→ Exercise objective:
Retype all of the records below line for line, with no changes at all.
+ + + + +
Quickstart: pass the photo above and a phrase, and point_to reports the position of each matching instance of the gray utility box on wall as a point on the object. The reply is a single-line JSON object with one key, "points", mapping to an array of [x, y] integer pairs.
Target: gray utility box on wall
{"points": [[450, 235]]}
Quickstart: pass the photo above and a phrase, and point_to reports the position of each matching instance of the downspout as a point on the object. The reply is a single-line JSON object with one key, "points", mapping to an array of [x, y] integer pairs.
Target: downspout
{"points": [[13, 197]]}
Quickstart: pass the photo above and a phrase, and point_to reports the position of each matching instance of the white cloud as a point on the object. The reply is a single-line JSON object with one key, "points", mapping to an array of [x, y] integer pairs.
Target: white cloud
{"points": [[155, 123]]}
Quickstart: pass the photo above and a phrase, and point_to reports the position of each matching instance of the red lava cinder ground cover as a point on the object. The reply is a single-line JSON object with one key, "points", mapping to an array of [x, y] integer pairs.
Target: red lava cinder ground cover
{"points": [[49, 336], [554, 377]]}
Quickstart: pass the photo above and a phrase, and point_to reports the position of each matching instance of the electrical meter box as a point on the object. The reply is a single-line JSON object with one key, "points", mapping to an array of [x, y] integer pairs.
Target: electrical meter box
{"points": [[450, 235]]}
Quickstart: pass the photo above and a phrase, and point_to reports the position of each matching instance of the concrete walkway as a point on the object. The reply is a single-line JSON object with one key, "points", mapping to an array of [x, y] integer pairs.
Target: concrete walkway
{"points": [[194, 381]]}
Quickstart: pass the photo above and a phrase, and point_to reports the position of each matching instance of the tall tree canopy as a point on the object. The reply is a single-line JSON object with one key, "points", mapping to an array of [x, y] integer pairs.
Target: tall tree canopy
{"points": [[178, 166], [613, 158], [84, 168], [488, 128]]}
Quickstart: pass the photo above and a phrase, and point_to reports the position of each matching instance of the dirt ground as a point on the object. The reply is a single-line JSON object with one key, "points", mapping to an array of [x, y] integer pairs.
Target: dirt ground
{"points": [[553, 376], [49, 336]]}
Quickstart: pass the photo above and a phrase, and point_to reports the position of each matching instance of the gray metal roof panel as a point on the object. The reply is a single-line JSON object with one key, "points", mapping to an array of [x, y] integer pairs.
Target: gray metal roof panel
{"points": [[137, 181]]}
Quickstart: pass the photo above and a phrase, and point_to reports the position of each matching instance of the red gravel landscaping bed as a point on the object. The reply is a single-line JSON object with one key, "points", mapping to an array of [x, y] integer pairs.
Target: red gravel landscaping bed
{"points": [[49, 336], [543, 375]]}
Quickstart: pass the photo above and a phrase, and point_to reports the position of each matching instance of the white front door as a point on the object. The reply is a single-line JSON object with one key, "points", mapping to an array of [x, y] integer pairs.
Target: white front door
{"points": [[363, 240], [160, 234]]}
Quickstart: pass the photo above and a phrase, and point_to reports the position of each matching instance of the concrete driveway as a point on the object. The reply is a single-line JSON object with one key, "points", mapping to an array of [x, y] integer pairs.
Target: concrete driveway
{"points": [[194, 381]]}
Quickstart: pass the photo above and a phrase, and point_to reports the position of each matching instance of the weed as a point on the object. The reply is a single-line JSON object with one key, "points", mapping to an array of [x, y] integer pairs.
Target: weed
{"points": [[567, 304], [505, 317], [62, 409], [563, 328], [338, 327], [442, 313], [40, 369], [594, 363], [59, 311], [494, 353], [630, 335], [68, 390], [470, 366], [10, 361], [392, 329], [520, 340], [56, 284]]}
+ + + + +
→ Correct response:
Quickstart: pass the photo above and a phrase, and point_to reports the position of each matching instance of the gray utility box on wall as a point on the object. The reply is a single-line JSON object with one key, "points", mapping to an array of [x, y] integer pairs.
Target: gray utility box on wall
{"points": [[450, 235]]}
Quickstart: pass the photo above and a phrase, and point_to reports the position of each matching instance of the downspout as a point on the object. The reply is a single-line JSON object with one key, "points", mapping to an array of [x, y] integer pairs.
Target: downspout
{"points": [[13, 197]]}
Quickstart: pass the photo above and a phrase, and point_to reports the position of each matching instance of the white cloud as a point on the object. The reply is a single-line JSON object with one key, "points", mapping to an array of [x, y] integer pairs.
Target: white cloud
{"points": [[155, 123]]}
Quickstart: pass the photo above and a phrase, and point_to reports the position of each matching instance of the red lava cinder ground cover as a point on the object. The reply is a single-line JSON object with one key, "points", mapping to an array of [x, y] integer pairs.
Target: red lava cinder ground cover
{"points": [[49, 336], [554, 377]]}
Quickstart: pass the photo above and a phrase, and point_to reports the position of each matching instance of the electrical meter box as a point on the object. The reply is a single-line JSON object with one key, "points", mapping to an array of [x, y] integer pairs.
Target: electrical meter box
{"points": [[450, 235]]}
Quickstart: pass the photo above and a phrase, and point_to reports the position of each matching instance of the concrete walkway as a point on the object. The reply is a single-line JSON object with one key, "points", mapping to an array of [x, y] integer pairs.
Target: concrete walkway
{"points": [[194, 381]]}
Quickstart: pass the photo above and a phrase, and point_to reports the position of each matching instance of the tall tree canopy as a point on the object. The reply is a single-line JSON object with one key, "points", mapping to an array of [x, y] integer pairs.
Target: tall tree canopy
{"points": [[178, 166], [613, 158], [84, 168], [488, 128]]}
Quickstart: pass the photo above and a phrase, and point_to reports the position of each matching instance of the dirt ground as a point on the object. The reply is a single-line JSON object with one key, "points", mapping to an array of [x, y] integer pairs.
Target: dirt ground
{"points": [[553, 376], [49, 336]]}
Quickstart: pass the photo above and a phrase, and point_to reports the position of each matching instance of the gray metal roof panel as a point on the object. The reply is a single-line JSON object with one key, "points", mapping to an array of [x, y] integer pairs.
Target: gray metal roof panel
{"points": [[137, 181]]}
Quickstart: pass the photo above and a phrase, and point_to reports the position of each matching instance of the red gravel landscaping bed as a point on the object. The reply is a single-line JSON object with one key, "points", mapping to an array of [x, y] integer pairs.
Target: red gravel landscaping bed
{"points": [[49, 336], [543, 375]]}
Quickstart: pass the photo above and a phrase, and point_to reports the position of each matching instance of the white front door as a point on the object. The reply is a single-line JSON object with one key, "points", mapping to an array of [x, y] integer pairs.
Target: white front door
{"points": [[363, 240], [160, 234]]}
Quickstart: pass the photo above and a phrase, and point_to reports the position of each matching instance of the concrete driveway as a point on the object. The reply is a single-line JSON object with one key, "points", mapping to an array of [x, y] integer pairs.
Target: concrete driveway
{"points": [[194, 381]]}
Quickstart: pass the photo above and a phrase, and point_to reports the position of each matching instance of the weed as a point on the object. The reply is a single-line JSON object with one key, "points", mapping to an array of [x, y] integer pairs.
Target: weed
{"points": [[567, 304], [505, 317], [62, 409], [563, 328], [338, 327], [442, 313], [40, 369], [594, 363], [59, 311], [494, 353], [630, 335], [68, 390], [470, 366], [10, 361], [392, 329], [520, 340], [56, 284]]}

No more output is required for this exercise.